- What this task involves:
Please pick out and copy every line in the rows below that contains the string "striped", matching case exactly.

- Exercise inputs:

================================

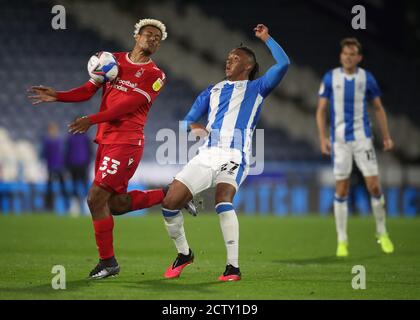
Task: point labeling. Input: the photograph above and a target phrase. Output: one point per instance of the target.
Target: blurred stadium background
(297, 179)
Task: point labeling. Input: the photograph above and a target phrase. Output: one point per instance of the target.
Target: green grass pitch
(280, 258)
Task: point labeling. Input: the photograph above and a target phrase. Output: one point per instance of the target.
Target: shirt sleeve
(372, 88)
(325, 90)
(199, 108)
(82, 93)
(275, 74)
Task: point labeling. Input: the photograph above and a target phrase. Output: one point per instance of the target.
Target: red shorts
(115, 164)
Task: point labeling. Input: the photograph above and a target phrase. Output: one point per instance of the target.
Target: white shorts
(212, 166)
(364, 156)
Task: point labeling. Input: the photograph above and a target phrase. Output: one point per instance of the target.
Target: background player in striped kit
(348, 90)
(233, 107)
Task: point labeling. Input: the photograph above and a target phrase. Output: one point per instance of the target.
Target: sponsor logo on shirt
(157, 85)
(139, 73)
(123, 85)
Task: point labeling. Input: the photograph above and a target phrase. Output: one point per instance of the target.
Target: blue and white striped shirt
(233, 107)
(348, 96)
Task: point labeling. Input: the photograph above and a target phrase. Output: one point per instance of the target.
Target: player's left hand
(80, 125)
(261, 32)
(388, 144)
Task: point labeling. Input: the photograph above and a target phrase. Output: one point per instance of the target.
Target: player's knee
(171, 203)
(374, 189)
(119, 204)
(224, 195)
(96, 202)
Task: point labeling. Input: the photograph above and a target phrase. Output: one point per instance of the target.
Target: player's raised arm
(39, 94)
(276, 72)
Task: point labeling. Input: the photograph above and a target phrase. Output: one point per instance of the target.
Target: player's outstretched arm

================================

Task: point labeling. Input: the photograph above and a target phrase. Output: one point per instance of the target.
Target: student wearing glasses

================================

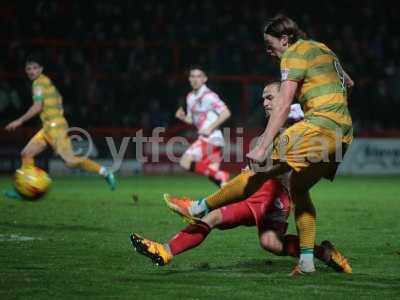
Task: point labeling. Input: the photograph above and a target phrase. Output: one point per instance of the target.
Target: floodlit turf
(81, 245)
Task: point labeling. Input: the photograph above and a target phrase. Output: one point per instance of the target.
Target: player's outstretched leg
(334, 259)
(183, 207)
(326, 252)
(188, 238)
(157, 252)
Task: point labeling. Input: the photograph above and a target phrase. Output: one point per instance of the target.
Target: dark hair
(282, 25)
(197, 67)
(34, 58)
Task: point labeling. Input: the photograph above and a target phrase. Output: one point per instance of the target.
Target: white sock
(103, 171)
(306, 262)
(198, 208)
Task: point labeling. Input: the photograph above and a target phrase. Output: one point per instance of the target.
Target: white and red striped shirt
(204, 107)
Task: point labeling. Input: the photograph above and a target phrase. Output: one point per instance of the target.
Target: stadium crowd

================================

- Response:
Target: background player in striped kit
Target: blue and white striped shirt
Target: white and red striped shirt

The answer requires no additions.